[Opening Dataset records section]

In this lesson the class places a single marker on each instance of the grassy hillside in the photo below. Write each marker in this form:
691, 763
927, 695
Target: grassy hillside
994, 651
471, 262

[Closing Dataset records section]

### To do
Return all of the entries exactly as they were supplied.

### Finished task
In this lesson the class places a single marker on each instance of the grassy hillside in the photo below. Write each marker in this form:
691, 763
927, 695
Target: grassy hillside
994, 651
471, 262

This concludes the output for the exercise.